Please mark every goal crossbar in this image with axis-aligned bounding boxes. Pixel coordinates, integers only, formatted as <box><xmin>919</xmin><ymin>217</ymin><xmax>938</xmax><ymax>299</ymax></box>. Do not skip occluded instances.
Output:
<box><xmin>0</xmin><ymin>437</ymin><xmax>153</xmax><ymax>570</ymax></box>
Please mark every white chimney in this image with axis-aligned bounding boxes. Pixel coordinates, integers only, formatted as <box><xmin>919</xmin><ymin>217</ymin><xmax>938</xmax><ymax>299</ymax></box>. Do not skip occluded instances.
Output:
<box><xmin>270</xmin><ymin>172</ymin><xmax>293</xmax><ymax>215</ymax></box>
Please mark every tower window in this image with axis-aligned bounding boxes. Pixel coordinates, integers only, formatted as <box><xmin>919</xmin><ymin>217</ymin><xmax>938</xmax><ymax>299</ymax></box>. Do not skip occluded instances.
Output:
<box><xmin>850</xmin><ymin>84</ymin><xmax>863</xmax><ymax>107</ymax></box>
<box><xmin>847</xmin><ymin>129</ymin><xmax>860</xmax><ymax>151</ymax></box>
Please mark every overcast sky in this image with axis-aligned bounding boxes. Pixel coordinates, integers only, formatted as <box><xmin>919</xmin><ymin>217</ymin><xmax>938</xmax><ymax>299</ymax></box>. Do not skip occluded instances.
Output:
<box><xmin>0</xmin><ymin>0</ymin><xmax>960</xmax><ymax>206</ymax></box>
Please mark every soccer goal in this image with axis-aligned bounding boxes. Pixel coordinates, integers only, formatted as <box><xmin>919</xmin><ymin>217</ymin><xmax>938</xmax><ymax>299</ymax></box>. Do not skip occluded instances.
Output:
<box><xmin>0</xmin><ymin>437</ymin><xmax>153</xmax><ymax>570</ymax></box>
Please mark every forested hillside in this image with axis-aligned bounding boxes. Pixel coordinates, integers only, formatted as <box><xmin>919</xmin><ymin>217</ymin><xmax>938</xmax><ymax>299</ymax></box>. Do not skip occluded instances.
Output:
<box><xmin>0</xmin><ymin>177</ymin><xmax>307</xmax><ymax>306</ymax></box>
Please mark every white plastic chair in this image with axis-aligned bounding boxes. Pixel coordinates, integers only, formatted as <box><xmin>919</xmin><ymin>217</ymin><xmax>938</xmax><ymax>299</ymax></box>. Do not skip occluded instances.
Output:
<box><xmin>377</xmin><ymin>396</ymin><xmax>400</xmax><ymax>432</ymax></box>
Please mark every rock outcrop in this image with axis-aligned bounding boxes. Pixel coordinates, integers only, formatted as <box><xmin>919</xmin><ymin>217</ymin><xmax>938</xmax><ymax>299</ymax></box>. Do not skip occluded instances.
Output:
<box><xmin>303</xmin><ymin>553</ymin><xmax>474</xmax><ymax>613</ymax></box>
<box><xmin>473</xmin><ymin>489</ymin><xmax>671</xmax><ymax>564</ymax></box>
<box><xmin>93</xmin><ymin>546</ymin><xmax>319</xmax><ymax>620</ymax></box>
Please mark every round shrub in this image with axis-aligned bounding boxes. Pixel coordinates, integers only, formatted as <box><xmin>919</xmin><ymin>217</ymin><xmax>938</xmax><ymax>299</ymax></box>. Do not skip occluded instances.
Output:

-=-=-=-=-

What to produce » Please reproduce every row above, character for character, with nothing added or left out.

Written solution »
Please mark every goal crossbar in this image with axis-aligned bounding boxes. Pixel coordinates, integers only, formatted as <box><xmin>919</xmin><ymin>217</ymin><xmax>938</xmax><ymax>299</ymax></box>. Do not skip occluded instances.
Output:
<box><xmin>0</xmin><ymin>437</ymin><xmax>153</xmax><ymax>570</ymax></box>
Please mark every white chimney in this image with axis-aligned bounding boxes. Pixel coordinates, integers only, formatted as <box><xmin>919</xmin><ymin>217</ymin><xmax>938</xmax><ymax>299</ymax></box>. Do not skip occluded instances.
Output:
<box><xmin>270</xmin><ymin>172</ymin><xmax>293</xmax><ymax>215</ymax></box>
Please mark every tower window in this image with axis-aligned bounding boxes. Pixel coordinates, integers only, formatted as <box><xmin>919</xmin><ymin>217</ymin><xmax>938</xmax><ymax>299</ymax></box>. Do not skip occluded instances.
Output:
<box><xmin>850</xmin><ymin>84</ymin><xmax>863</xmax><ymax>107</ymax></box>
<box><xmin>847</xmin><ymin>129</ymin><xmax>860</xmax><ymax>151</ymax></box>
Please mark every overcast sky in this image with axis-aligned bounding boxes. Pixel coordinates, integers only, formatted as <box><xmin>919</xmin><ymin>217</ymin><xmax>938</xmax><ymax>299</ymax></box>. Do not skip occluded instances.
Output:
<box><xmin>0</xmin><ymin>0</ymin><xmax>960</xmax><ymax>206</ymax></box>
Please mark every soccer goal in this image with axis-aligned bounding boxes. Pixel coordinates, integers only, formatted as <box><xmin>919</xmin><ymin>217</ymin><xmax>938</xmax><ymax>299</ymax></box>. Do not skip occluded instances.
Output:
<box><xmin>0</xmin><ymin>437</ymin><xmax>153</xmax><ymax>570</ymax></box>
Please mark every forested hillside in this image with axis-aligned bounding boxes. Pixel coordinates, integers only, formatted as <box><xmin>919</xmin><ymin>217</ymin><xmax>938</xmax><ymax>299</ymax></box>. Do not skip occluded instances.
Output:
<box><xmin>0</xmin><ymin>177</ymin><xmax>307</xmax><ymax>306</ymax></box>
Please mark every white plastic chair in this image with axis-aligned bounding boxes. Pixel coordinates, integers only, formatted as <box><xmin>919</xmin><ymin>217</ymin><xmax>938</xmax><ymax>299</ymax></box>. Do not skip occluded instances.
Output:
<box><xmin>377</xmin><ymin>396</ymin><xmax>400</xmax><ymax>432</ymax></box>
Please mark every rock outcrop in this image with axis-aligned bounding boxes. Pixel coordinates, integers only, formatted as <box><xmin>919</xmin><ymin>217</ymin><xmax>938</xmax><ymax>299</ymax></box>. Do not skip occluded instances.
Output:
<box><xmin>303</xmin><ymin>553</ymin><xmax>474</xmax><ymax>613</ymax></box>
<box><xmin>473</xmin><ymin>489</ymin><xmax>671</xmax><ymax>564</ymax></box>
<box><xmin>93</xmin><ymin>546</ymin><xmax>319</xmax><ymax>620</ymax></box>
Please mark every round shrub in this image with axis-aligned bounding boxes. Pixel coordinates, integers only, formatted as <box><xmin>919</xmin><ymin>217</ymin><xmax>938</xmax><ymax>299</ymax></box>. Do not skip occluded instances.
Output:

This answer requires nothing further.